> Texto para leer:
★ ★ ★ ★ ★

# Firefox 45 sin aceleración por hardware para h264

## YukiteruAmano

Saludos.

El día de ayer, me he instalado Firefox 45.2 a los fines de actualizar a la ultima ESR mi navegador. El cambio se dio sin detalles, incluso usando GTK3 todo funciona sin problemas, excepto por el detalle de no tener aceleración de vídeo h264 por hardware, pese a tener ffmpeg activo y soporte VAAPI para el mismo, el cual funciona perfectamente en mi Intel.

He revisado bastante información, y tengo entendido que desde Firefox 43, el soporte Gstreamer ya no es soportado y se planea sacar de Firefox debido a distintos problemas, y esa es la razón por la cual ffmpeg se usa a la hora de poder hacer eso de elementos de vídeo en HTML5. El cambio funciona, puedo ver los videos sin problemas, pero la aceleración se hecha de menos cuando pongo un video 1080p  y veo que el procesador se dispara a 30-50%, mientras que ver el mismo vídeo usando mpv + firefox solo llega a máximo 10%.

La pregunta del millón es: ¿Alguien ha podido activar la aceleración por hardware en Firefox sin estos detalles?

----------

## cameta

De momento yo volvería a la estable (la 3 :Cool: , a no ser que tengas algún motivo especifico para estar a la última.

----------

## YukiteruAmano

Firefox 38 tampoco ofrece aceleración por hardware ni siquiera usando gstreamer e instalando gstreamer-vaapi, el cual por cierto en el tree de Gentoo está desactualizado ofreciendo como la ultima la versión 0.7.0 cuando la ultima es la versión 1.8.1 y si vamos a versiones de Gstreamer, la opción a instalarse en Gentoo Stable sería la versión de gstreamer-vaapi-1.6.1 la cual no está en el tree.

Hice la compilación de gstreamer-vaapi-1.6.1 y recompile Firefox 38 y 45 usándolo, los resultados fueron los mismos. No aceleración por hardware en Firefox, pese a que uso Intel y VAAPI funciona de lo mejor, de lo leído en la lista de Firefox y el bug track, es un problema de Firefox que se niega a aceptar ciertos drivers para ofrecer dicha capacidad. Los driver privativos de NVIDIA funcionan de lo mejor en ese aspecto.

★ ★ ★ ★ ★

> Tarea planteada 1:
Contesta estas preguntas sobre el hilo acerca de Firefox 45:
(a) ¿Qué versión de Firefox instaló YukiteruAmano el día anterior?
(b) ¿Qué porcentaje alcanza el procesador al poner un vídeo 1080p en Firefox?
(c) ¿Qué versión de gstreamer-vaapi ofrece como la última el tree de Gentoo?
> Tarea planteada 2:
Devuelve sin ningún cambio la parte del hilo sobre Firefox 45 que se abre con las palabras que contienen "El día de ayer, me" y se cierra con "en mi Intel.".
> Tarea planteada 3:
Prolonga el hilo sobre Firefox 45 a partir del punto en que se detiene.
Los registros no son necesarios para resolver nada.

> Listado de registros:

★ ★ ★ ★ ★

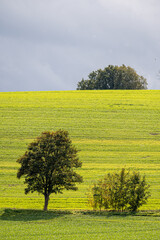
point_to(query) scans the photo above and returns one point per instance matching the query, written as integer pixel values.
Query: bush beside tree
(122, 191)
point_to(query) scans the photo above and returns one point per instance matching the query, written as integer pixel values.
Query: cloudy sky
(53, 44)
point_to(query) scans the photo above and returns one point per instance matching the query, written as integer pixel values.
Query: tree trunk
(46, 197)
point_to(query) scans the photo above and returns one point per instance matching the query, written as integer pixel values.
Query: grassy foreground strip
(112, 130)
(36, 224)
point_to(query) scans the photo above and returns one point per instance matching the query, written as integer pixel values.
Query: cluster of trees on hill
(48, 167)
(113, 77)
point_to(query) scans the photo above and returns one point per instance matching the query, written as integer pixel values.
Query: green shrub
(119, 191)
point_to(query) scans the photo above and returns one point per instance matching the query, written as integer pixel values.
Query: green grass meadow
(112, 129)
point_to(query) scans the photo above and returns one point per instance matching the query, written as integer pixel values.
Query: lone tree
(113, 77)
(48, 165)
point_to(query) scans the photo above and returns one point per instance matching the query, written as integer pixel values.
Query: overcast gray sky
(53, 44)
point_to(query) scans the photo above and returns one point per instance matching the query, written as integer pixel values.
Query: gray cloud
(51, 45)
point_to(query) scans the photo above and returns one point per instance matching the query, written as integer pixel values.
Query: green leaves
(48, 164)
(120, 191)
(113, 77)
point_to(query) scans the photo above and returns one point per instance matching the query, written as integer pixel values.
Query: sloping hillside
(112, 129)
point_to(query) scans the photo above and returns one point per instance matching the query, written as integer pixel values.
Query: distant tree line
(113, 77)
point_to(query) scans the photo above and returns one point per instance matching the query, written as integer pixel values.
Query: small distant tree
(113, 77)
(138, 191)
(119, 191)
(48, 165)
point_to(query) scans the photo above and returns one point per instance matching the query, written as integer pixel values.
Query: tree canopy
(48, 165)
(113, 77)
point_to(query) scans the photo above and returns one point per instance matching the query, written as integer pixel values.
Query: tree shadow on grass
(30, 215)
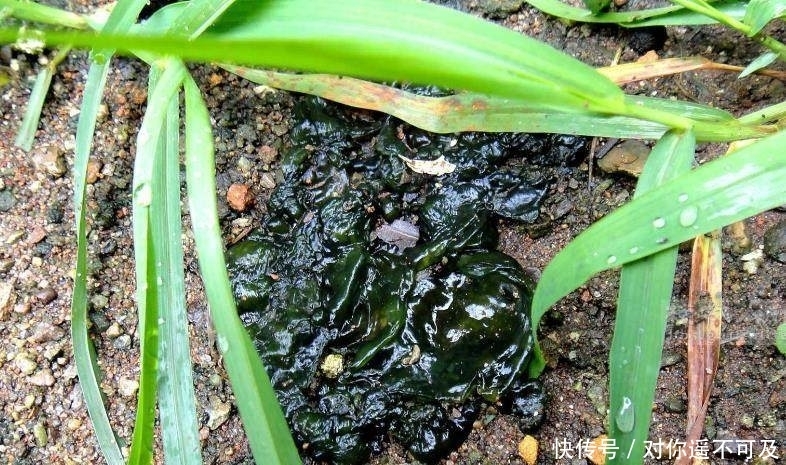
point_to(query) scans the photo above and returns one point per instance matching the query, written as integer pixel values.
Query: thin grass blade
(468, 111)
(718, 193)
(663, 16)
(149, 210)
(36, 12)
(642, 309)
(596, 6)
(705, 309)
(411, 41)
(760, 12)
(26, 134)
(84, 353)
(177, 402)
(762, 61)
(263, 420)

★ ★ ★ ★ ★

> Respuesta 1:
(a) Firefox 45.2.
(b) Entre el 30 y el 50 %.
(c) La versión 0.7.0.

> Respuesta 2:
El día de ayer, me he instalado Firefox 45.2 a los fines de actualizar a la ultima ESR mi navegador. El cambio se dio sin detalles, incluso usando GTK3 todo funciona sin problemas, excepto por el detalle de no tener aceleración de vídeo h264 por hardware, pese a tener ffmpeg activo y soporte VAAPI para el mismo, el cual funciona perfectamente en mi Intel.

> Respuesta 3:
De momento, me quedare con la opción de Play on MPV un plugin para Firefox.

Edito: No entiendo porque Firefox 38.8 aún se sigue ofreciendo como versión estable, siendo que esta es la ultima release Old ESR va a tener, y ya está fuera de soporte. Firefox 45 es la proxima ESR y los problemas que tiene ya han sido solucionados, quedando solo el de GTK-3.20 el cual aún no esta en el tree como estable y se puede obviar por los momentos.

----------

## pcmaster

Hola YukiteruAmano,

¿Con qué uses tienes compilado Firefox?

Yo acabo de actualizar a la última estable (45.2.0) y todo son problemas. Algo funciona, porque lo estoy usando para escribir este mensaje, pero:

- Es imposible ver un vídeo en Youtube. Al empezar un vídeo, parpadea unos segundos y luego desaparece la imagen. El sonido se oye normalmente. En otras webs que muestran vídeos embebidos pasa algo similar

- Algunas veces, navegando, la ventana del navegador se queda en negro, al rato vuelve la imagen pero no se actualiza hasta que no pe pones otra ventana encima.

Visitando http://www.youtube.com/html5 veo que soporta los 6 códecs. En la versón 38 de firefox no estaban los 6, sin embargo Youtube funcionaba correctamente.

Aunque Firefox 45.2 parezca "colgado"el consumo de CPU es muy bajo, más bien es como si se quedara esperando a algo.

He reinstalado icedtea por si fuera el problema, sin resultados.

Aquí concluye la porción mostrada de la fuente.